Die Arbeit am Rauhen Stein

Die Arbeit am Rauhen Stein

 

 

Laut der Großloge der AFAM steht der ‚Rauhe Stein‘ für den Menschen, wie er ist, solange er nicht beginnt, an sich zu arbeiten. In der symbolhaften Sprache des freimaurerischen Rituals ist der rauhe, also unbehauene, unbearbeitete Stein, gleichzeitig das Symbol für den Freimaurer-Lehrling. Diese Unvollkommenheit wird dem Neophyten dadurch angedeutet, indem er als „Einbeiniger“ mit hochgekrempelter Hose und Schlappen den Tempel betritt. Das Symbol des Einbeinigen lässt sich auf Mithras zurückführen. Mithras, der aus dem Fels geboren wird, ist der Einbeinige, d.h. er ist der noch nicht Vollständige, der er erst werden wird. So muss auch jeder Suchende erst ein freier Maurer werden.

Der ‚Rauhe Stein’ versinnbildlicht den einzelnen Menschen, der sich zum baufähigen Stein, einem Quader zu wandeln hat, damit er beim symbolischen Tempelbau (die freimaurerische Utopie einer harmonischen Vereinigung aller Menschen als Brüder) als passendes Teil in das Gesamtkunst­werk eingefügt werden kann. Der selbstkritische Freimaurer wird sich sein Leben lang als rauhen Stein, als Lehrling begreifen, denn Vollkommenheit ist uns Menschen leider nicht gegeben.

ROHDATEN ->
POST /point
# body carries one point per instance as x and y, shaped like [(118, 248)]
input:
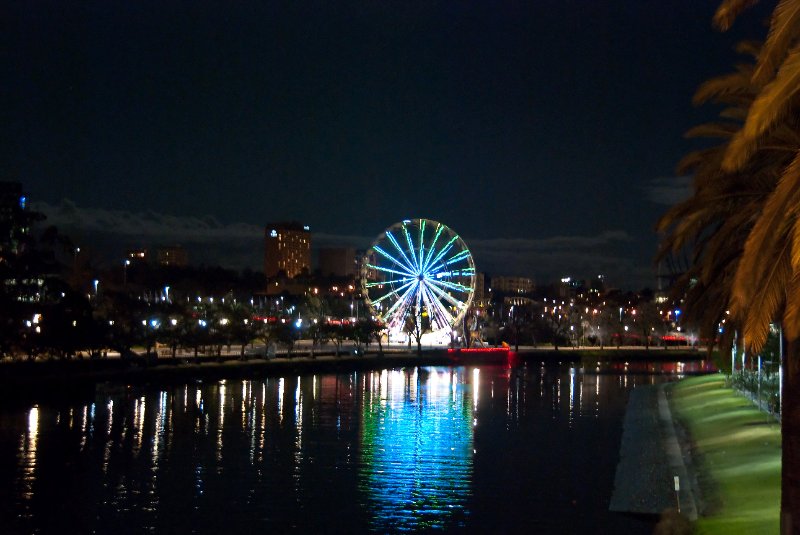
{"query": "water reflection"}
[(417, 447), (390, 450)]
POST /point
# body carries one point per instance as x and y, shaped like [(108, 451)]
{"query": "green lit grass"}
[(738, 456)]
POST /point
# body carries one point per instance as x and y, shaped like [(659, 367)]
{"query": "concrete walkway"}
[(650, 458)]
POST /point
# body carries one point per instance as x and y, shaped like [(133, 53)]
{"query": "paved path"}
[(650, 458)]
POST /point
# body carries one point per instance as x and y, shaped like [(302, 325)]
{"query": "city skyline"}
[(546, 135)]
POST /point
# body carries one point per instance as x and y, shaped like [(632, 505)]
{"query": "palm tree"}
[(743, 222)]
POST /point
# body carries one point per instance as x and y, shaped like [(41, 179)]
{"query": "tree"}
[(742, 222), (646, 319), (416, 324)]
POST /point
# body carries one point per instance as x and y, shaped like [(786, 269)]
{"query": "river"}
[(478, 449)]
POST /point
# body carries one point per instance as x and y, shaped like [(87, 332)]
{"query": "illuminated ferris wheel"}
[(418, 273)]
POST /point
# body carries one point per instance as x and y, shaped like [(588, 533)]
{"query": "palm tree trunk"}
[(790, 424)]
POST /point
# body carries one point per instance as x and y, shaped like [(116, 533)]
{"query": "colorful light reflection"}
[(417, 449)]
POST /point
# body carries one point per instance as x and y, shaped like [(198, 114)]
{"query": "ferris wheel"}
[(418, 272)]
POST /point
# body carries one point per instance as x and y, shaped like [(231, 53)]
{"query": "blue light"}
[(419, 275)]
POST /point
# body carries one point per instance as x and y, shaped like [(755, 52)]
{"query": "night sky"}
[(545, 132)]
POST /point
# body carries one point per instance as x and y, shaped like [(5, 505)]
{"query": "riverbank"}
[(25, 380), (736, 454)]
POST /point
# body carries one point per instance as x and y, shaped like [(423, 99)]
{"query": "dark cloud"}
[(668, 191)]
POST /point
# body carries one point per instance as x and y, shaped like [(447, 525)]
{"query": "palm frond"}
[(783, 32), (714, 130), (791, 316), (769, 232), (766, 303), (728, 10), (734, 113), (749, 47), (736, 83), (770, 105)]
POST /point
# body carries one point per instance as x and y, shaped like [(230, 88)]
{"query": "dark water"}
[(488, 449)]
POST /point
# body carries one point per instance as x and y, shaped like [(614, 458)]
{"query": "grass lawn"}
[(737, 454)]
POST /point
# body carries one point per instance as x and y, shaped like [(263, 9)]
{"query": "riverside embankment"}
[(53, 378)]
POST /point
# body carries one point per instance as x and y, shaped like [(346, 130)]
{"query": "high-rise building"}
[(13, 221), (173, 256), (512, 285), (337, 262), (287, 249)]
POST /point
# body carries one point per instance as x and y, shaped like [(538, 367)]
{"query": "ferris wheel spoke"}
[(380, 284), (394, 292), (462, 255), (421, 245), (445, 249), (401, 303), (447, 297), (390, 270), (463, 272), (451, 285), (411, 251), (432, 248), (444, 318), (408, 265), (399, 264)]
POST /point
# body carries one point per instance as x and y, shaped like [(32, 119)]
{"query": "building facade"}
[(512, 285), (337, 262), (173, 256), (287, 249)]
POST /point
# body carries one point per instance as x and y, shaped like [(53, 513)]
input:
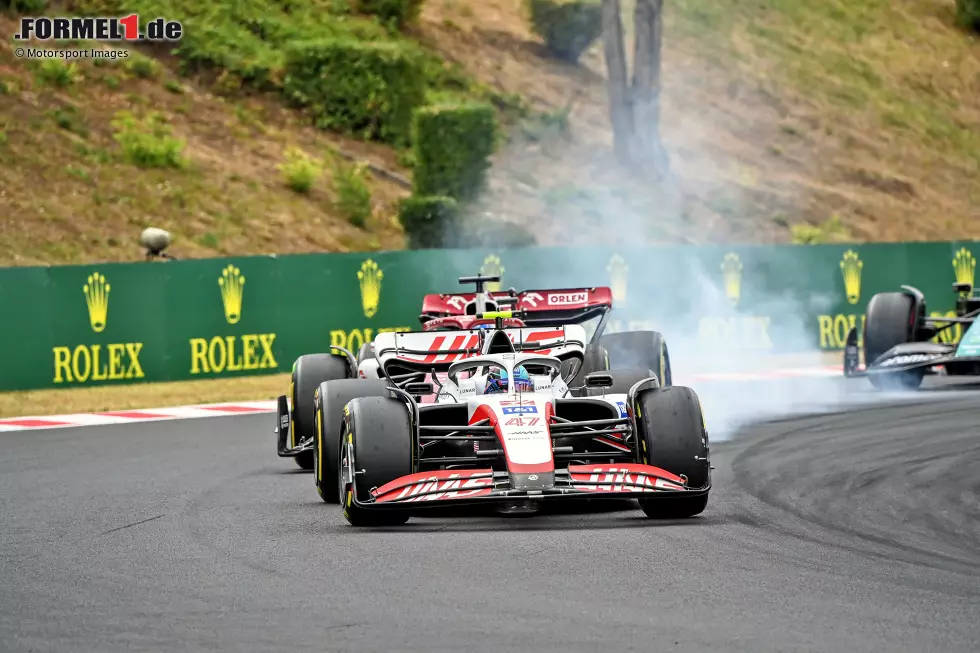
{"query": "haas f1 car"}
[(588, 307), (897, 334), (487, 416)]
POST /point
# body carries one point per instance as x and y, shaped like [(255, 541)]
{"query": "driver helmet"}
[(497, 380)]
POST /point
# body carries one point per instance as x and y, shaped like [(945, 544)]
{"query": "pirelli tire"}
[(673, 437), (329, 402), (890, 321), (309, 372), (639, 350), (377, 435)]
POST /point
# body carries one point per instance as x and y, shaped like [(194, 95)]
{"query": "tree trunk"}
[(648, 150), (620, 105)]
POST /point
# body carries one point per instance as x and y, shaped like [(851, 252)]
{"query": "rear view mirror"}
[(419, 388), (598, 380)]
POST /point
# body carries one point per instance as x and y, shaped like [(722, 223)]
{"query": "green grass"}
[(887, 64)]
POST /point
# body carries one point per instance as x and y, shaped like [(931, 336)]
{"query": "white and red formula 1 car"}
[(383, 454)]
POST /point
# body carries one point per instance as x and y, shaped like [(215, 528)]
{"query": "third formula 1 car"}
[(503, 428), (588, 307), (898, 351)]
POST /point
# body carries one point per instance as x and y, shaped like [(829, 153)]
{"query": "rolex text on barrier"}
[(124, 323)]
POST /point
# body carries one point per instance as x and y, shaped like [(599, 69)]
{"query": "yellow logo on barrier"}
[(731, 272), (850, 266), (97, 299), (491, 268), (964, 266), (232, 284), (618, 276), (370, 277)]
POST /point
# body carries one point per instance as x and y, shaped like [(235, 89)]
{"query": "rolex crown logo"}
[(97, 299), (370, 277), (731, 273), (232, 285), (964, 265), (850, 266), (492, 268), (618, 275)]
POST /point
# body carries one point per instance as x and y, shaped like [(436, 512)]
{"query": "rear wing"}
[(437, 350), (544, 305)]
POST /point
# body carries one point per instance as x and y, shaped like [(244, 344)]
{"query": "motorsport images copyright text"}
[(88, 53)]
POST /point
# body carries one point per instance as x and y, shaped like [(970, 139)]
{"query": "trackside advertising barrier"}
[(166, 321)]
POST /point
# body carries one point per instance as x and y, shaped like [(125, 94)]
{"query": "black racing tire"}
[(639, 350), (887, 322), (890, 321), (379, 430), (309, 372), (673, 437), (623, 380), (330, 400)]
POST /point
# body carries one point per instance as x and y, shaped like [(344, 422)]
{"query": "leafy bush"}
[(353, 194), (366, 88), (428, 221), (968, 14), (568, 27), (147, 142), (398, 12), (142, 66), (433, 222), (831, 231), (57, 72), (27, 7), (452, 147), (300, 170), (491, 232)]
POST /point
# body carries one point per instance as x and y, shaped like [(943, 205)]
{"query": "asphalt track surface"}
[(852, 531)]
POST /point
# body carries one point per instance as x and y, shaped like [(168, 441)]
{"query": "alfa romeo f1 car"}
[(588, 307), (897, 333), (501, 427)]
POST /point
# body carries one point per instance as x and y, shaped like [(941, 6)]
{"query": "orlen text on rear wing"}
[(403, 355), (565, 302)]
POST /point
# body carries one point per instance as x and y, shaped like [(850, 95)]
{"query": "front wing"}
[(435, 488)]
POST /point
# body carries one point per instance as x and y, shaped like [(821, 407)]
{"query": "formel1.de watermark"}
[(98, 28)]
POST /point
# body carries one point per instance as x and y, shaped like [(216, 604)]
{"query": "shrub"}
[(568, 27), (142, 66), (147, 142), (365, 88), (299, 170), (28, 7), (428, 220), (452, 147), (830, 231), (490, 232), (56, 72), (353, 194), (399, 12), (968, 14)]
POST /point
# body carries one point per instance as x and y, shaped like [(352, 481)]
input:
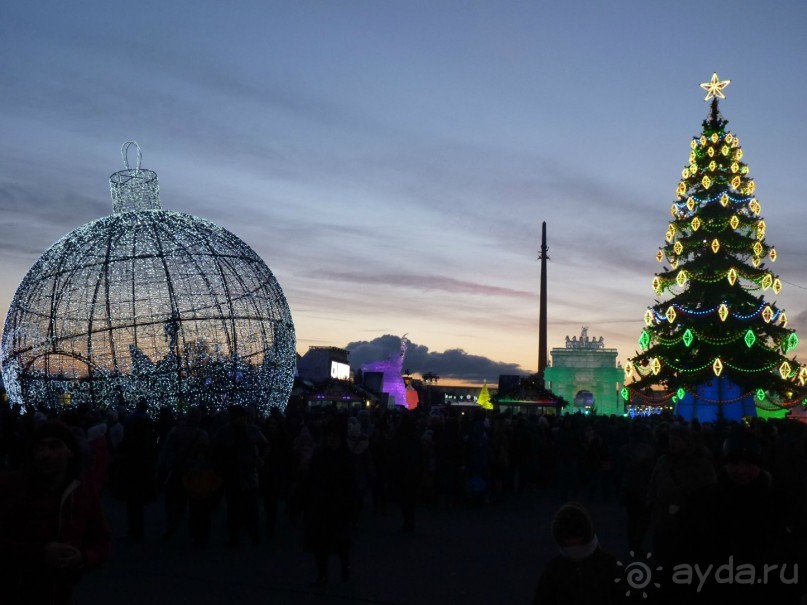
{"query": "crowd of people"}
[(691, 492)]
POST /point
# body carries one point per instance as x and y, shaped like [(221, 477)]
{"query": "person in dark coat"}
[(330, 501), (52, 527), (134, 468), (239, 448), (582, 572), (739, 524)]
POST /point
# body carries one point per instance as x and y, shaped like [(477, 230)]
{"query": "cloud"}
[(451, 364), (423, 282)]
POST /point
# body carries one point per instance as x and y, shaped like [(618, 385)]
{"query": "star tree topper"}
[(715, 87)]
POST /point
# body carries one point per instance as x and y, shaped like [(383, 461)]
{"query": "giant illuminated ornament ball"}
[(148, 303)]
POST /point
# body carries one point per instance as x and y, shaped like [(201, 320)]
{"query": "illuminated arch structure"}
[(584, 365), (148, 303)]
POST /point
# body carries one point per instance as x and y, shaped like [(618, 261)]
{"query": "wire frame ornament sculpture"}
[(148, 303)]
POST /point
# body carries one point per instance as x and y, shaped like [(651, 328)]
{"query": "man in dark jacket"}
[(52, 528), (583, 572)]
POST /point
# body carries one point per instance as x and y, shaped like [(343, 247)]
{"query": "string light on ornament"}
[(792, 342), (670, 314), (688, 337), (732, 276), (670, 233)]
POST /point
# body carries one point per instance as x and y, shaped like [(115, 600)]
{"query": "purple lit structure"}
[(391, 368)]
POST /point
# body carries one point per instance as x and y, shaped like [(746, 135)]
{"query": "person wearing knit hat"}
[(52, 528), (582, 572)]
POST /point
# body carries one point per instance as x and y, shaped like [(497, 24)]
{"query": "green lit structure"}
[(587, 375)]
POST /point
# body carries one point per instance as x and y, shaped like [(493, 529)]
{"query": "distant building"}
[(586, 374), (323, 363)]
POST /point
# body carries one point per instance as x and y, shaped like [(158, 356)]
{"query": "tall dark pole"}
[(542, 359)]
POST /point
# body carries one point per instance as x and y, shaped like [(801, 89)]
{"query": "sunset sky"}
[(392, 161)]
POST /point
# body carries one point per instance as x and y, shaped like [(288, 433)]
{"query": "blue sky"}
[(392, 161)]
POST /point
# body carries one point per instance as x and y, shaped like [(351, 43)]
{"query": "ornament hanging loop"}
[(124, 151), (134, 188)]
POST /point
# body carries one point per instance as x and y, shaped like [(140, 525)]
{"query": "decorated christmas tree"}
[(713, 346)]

AUFGABE ->
Entnimm dem Text über den Rauhen Stein die Stelle von „Der ‚Rauhe Stein’“ bis „leider nicht gegeben.“ und gib sie wortgetreu wieder.

ANTWORT ->
Der ‚Rauhe Stein’ versinnbildlicht den einzelnen Menschen, der sich zum baufähigen Stein, einem Quader zu wandeln hat, damit er beim symbolischen Tempelbau (die freimaurerische Utopie einer harmonischen Vereinigung aller Menschen als Brüder) als passendes Teil in das Gesamtkunst­werk eingefügt werden kann. Der selbstkritische Freimaurer wird sich sein Leben lang als rauhen Stein, als Lehrling begreifen, denn Vollkommenheit ist uns Menschen leider nicht gegeben.